[Extracted material]
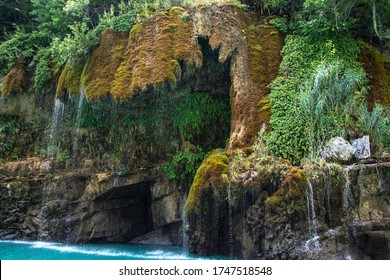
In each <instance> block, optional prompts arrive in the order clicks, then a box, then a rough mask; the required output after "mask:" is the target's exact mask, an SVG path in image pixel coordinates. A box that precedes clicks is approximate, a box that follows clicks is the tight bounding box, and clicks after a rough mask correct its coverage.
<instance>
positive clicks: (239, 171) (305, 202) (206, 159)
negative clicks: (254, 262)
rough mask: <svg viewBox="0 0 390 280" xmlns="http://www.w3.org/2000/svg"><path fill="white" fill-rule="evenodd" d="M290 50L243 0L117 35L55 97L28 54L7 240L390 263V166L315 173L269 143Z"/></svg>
mask: <svg viewBox="0 0 390 280" xmlns="http://www.w3.org/2000/svg"><path fill="white" fill-rule="evenodd" d="M282 44H283V38H282V36H281V35H280V34H279V32H278V31H277V30H276V29H274V28H272V27H271V26H269V25H267V24H265V23H264V21H263V20H260V19H259V18H257V17H256V16H255V15H253V14H249V13H246V12H244V11H243V10H241V9H239V8H237V7H235V6H226V5H225V6H218V5H211V6H204V5H201V6H198V7H195V8H192V9H188V10H185V9H183V8H181V7H173V8H171V9H169V10H167V11H161V12H158V13H156V14H155V15H153V16H151V17H149V18H143V19H142V20H140V21H139V22H138V23H137V24H135V25H134V26H133V28H132V29H131V31H130V32H129V34H125V33H117V32H115V31H113V30H111V29H106V30H104V31H103V32H102V33H101V34H100V44H99V46H98V47H96V48H95V49H94V50H93V51H92V53H91V54H90V56H89V57H88V58H87V59H86V61H79V62H77V63H67V64H66V65H65V66H64V68H63V69H62V72H61V73H60V74H59V75H58V80H55V81H53V88H51V89H48V90H47V91H46V92H44V93H41V94H36V95H28V94H21V91H23V89H24V88H26V87H27V85H28V81H27V80H26V79H25V77H27V78H28V77H29V76H30V75H29V72H28V69H27V68H26V67H25V65H24V64H23V63H22V64H17V65H16V66H15V68H14V69H13V70H12V71H11V72H10V74H9V75H7V77H6V79H5V81H4V85H5V86H6V87H5V88H6V91H4V88H3V94H4V96H5V99H3V98H2V99H0V141H1V145H0V153H1V158H2V161H1V164H0V218H1V219H0V221H1V222H0V238H4V239H40V240H51V241H63V242H75V243H77V242H136V243H142V244H149V243H151V244H167V245H183V244H184V245H186V246H187V245H188V248H189V250H190V251H191V252H195V253H198V254H203V255H208V254H221V253H222V254H225V255H231V256H235V257H241V258H246V259H248V258H267V259H268V258H269V259H286V258H290V259H291V258H292V259H298V258H340V259H342V258H349V256H352V257H354V258H389V257H390V256H389V251H390V250H389V247H390V246H389V240H390V239H389V234H388V232H389V230H390V227H389V219H390V217H389V213H390V212H389V211H390V210H389V209H388V208H389V207H388V206H389V202H388V198H389V174H390V170H389V165H388V164H387V163H383V164H377V165H361V166H360V165H358V166H353V167H349V168H346V169H343V167H341V166H336V167H335V166H332V167H324V166H320V167H318V166H312V167H310V168H308V169H307V170H306V169H305V170H302V169H301V168H300V167H297V166H292V165H291V164H290V163H289V162H287V161H286V160H282V159H275V158H273V157H271V156H269V152H268V151H267V150H266V148H265V147H264V145H263V142H262V140H264V139H260V138H258V135H259V131H262V132H263V136H264V133H266V131H267V126H268V124H269V118H270V106H269V98H268V93H269V90H268V85H269V84H270V83H271V81H273V80H274V79H275V77H276V76H277V74H278V68H279V64H280V60H281V58H280V51H281V48H282ZM367 58H369V54H366V55H363V56H362V59H363V60H364V59H367ZM380 65H382V66H383V65H384V66H383V67H380V69H379V70H380V71H382V70H383V71H382V72H383V73H384V74H383V75H382V76H383V79H381V80H380V81H378V82H377V83H375V84H377V85H378V87H379V88H383V86H382V85H383V84H386V79H385V78H384V77H385V76H386V75H385V73H386V69H387V68H386V63H384V64H380ZM367 67H368V68H370V66H369V65H368V66H367ZM371 68H372V70H374V69H373V68H375V67H371ZM371 68H370V69H371ZM371 94H372V95H375V91H373V92H372V93H371ZM368 98H369V99H370V98H371V97H368ZM372 98H373V99H374V100H377V99H380V98H381V97H380V96H379V95H375V96H373V97H372ZM382 99H383V98H382ZM382 101H383V103H384V104H386V102H387V101H386V99H385V98H384V99H383V100H382ZM229 108H230V110H229ZM222 111H223V112H222ZM202 114H203V116H201V115H202ZM263 125H264V130H261V127H262V126H263ZM256 139H260V140H257V141H256ZM216 148H219V149H216ZM212 149H215V150H213V151H212V152H210V151H211V150H212ZM204 155H206V156H205V159H204V161H203V164H202V165H201V166H200V168H199V169H198V171H197V173H196V174H195V172H194V171H196V170H193V169H194V168H195V166H197V164H198V162H199V161H201V159H202V158H203V157H204ZM172 166H173V167H172ZM172 169H173V171H174V172H173V173H174V174H173V177H175V176H176V178H174V179H173V178H172V172H171V171H172ZM191 185H192V187H191V189H190V186H191ZM183 224H184V228H183Z"/></svg>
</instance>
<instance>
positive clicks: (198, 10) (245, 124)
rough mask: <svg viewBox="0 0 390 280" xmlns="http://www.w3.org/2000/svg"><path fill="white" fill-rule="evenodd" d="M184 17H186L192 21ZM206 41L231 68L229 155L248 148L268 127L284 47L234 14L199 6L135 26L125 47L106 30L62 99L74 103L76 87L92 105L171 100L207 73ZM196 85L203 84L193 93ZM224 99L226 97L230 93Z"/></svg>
mask: <svg viewBox="0 0 390 280" xmlns="http://www.w3.org/2000/svg"><path fill="white" fill-rule="evenodd" d="M183 13H188V15H189V17H188V19H187V18H186V17H183V16H182V15H183ZM202 38H206V39H207V40H208V43H209V45H210V46H211V49H212V50H213V51H218V61H219V63H220V64H221V65H223V64H226V63H228V62H229V65H228V66H229V69H228V72H229V74H230V77H231V88H230V99H231V107H232V127H231V136H230V140H229V149H237V148H245V147H249V146H251V145H252V144H253V143H254V140H255V138H256V135H257V132H258V130H259V129H260V127H261V125H262V124H267V125H268V122H269V116H270V108H269V106H268V107H267V106H264V104H263V106H262V107H263V109H264V108H268V109H264V110H262V111H261V112H260V107H259V106H260V103H261V102H263V103H264V102H266V103H267V102H268V101H269V100H268V99H267V96H268V93H269V90H268V88H267V86H268V85H269V84H270V83H271V81H272V80H273V79H275V78H276V76H277V74H278V69H279V64H280V61H281V57H280V51H281V48H282V45H283V39H282V36H281V35H280V34H279V32H278V31H277V30H276V29H274V28H273V27H271V26H269V25H265V24H262V23H260V21H259V20H258V18H257V17H256V16H255V15H252V14H248V13H245V12H244V11H242V10H241V9H239V8H237V7H236V6H229V5H221V6H220V5H206V6H205V5H200V6H196V7H194V8H193V9H190V10H188V11H186V10H185V9H183V8H181V7H172V8H171V9H169V10H168V11H162V12H159V13H157V14H155V15H154V16H152V17H151V18H149V19H144V20H143V21H142V22H140V23H137V24H135V25H134V26H133V28H132V29H131V31H130V33H129V38H128V40H125V38H124V35H123V34H117V33H115V32H114V31H113V30H110V29H108V30H105V31H103V32H102V34H101V43H100V45H99V46H98V47H97V48H96V49H95V50H94V51H93V52H92V55H91V57H90V59H89V60H88V61H87V64H86V66H85V67H84V71H83V74H82V78H81V83H80V76H79V75H78V74H76V73H77V72H79V69H80V67H79V66H76V67H74V68H75V70H74V71H73V72H72V71H69V67H68V66H66V67H65V69H64V70H63V74H62V75H61V77H60V82H61V83H60V84H59V87H61V88H60V89H57V94H60V96H61V94H62V93H63V91H64V90H66V89H68V90H69V92H70V93H71V94H72V95H73V91H72V90H71V88H73V84H75V83H79V84H80V86H85V88H86V96H87V98H88V99H90V100H96V99H100V98H103V97H105V96H108V95H111V96H112V97H113V98H115V99H119V100H121V101H126V100H129V99H130V98H132V97H133V96H135V95H136V94H137V93H141V92H143V93H145V92H164V94H166V93H165V92H166V91H172V90H177V89H180V88H182V87H183V86H185V85H186V84H188V83H189V84H191V82H190V81H191V80H193V79H194V77H196V76H197V74H196V73H197V72H199V71H201V69H202V67H205V66H206V67H209V66H207V65H206V64H208V63H209V62H208V61H206V54H205V53H204V50H203V49H202V48H203V46H202V44H201V39H202ZM72 73H73V74H72ZM210 74H211V73H209V75H210ZM66 77H68V78H66ZM72 77H73V78H72ZM224 82H225V83H226V82H227V81H224ZM67 84H69V86H68V87H67ZM199 84H201V83H199V81H198V83H197V84H196V85H195V86H193V87H192V90H196V88H197V87H199ZM80 86H79V88H80ZM224 94H225V95H226V96H228V95H229V92H225V93H224ZM267 100H268V101H267ZM268 103H269V102H268Z"/></svg>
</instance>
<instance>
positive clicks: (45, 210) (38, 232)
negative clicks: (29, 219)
mask: <svg viewBox="0 0 390 280" xmlns="http://www.w3.org/2000/svg"><path fill="white" fill-rule="evenodd" d="M41 195H42V198H41V209H40V211H39V228H38V240H39V241H43V240H45V239H47V229H46V226H47V219H46V204H47V202H48V200H49V195H48V183H47V182H45V183H44V184H43V188H42V194H41Z"/></svg>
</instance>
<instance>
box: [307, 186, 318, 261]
mask: <svg viewBox="0 0 390 280" xmlns="http://www.w3.org/2000/svg"><path fill="white" fill-rule="evenodd" d="M307 182H308V184H307V189H306V206H307V217H308V224H309V225H308V226H309V235H310V239H309V240H307V241H306V242H305V244H304V249H305V250H306V251H309V252H313V253H316V252H317V251H320V250H321V245H320V237H319V236H318V235H317V219H316V212H315V207H314V194H313V186H312V184H311V182H310V181H309V180H308V181H307Z"/></svg>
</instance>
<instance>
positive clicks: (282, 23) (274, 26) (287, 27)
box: [270, 17, 288, 33]
mask: <svg viewBox="0 0 390 280" xmlns="http://www.w3.org/2000/svg"><path fill="white" fill-rule="evenodd" d="M270 24H271V25H272V26H273V27H275V28H276V29H279V30H280V31H282V32H284V33H287V31H288V25H287V20H286V19H285V18H279V17H278V18H274V19H272V20H271V21H270Z"/></svg>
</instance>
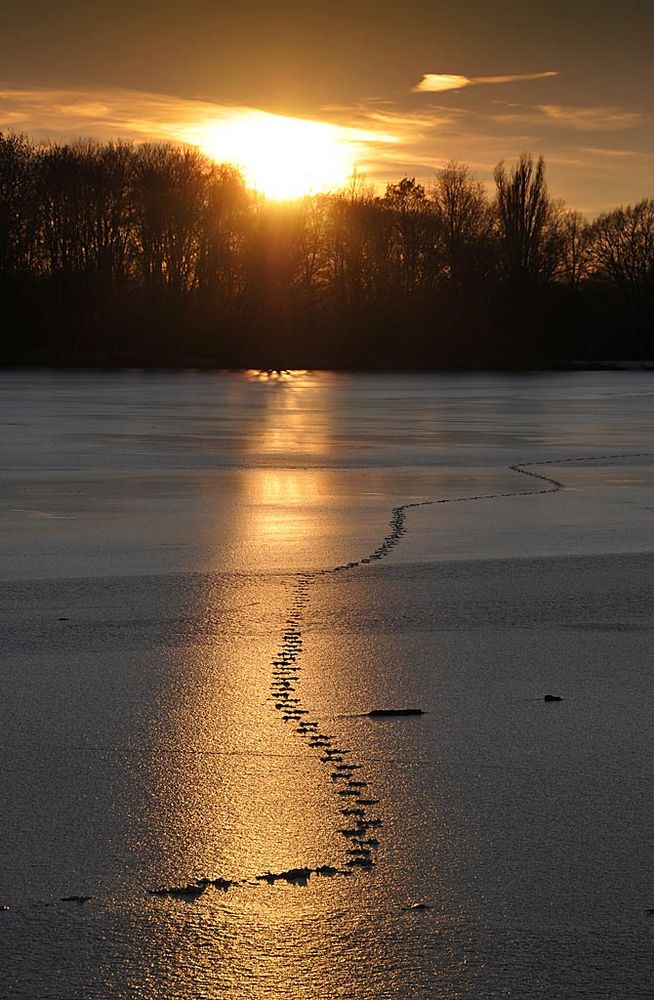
[/Extracted material]
■ What is expected ■
Copy the records from their first line through the line that contains "50L243 0L117 35L55", with every "rough mask" changed to "coarse mask" and all else left unchanged. Omit the pictures.

■ Exercise answer ■
In each <instance> block, optional prompts arrive in the order clicks, then a box, then a coarse mask; the required output after "mask:" is the target's exact mask, an SVG path in image pixel coordinates. A box that precedes clicks is approximate, a box that follows clicks is the tight bounding box, and clicks after a coarse mask correct its coverage.
<instance>
positive clicks: (239, 171) (305, 202) (206, 159)
negative clicks: (254, 262)
coarse mask: <svg viewBox="0 0 390 280" xmlns="http://www.w3.org/2000/svg"><path fill="white" fill-rule="evenodd" d="M290 50L243 0L117 35L55 97L28 54L7 240L390 263V166L315 173L269 143Z"/></svg>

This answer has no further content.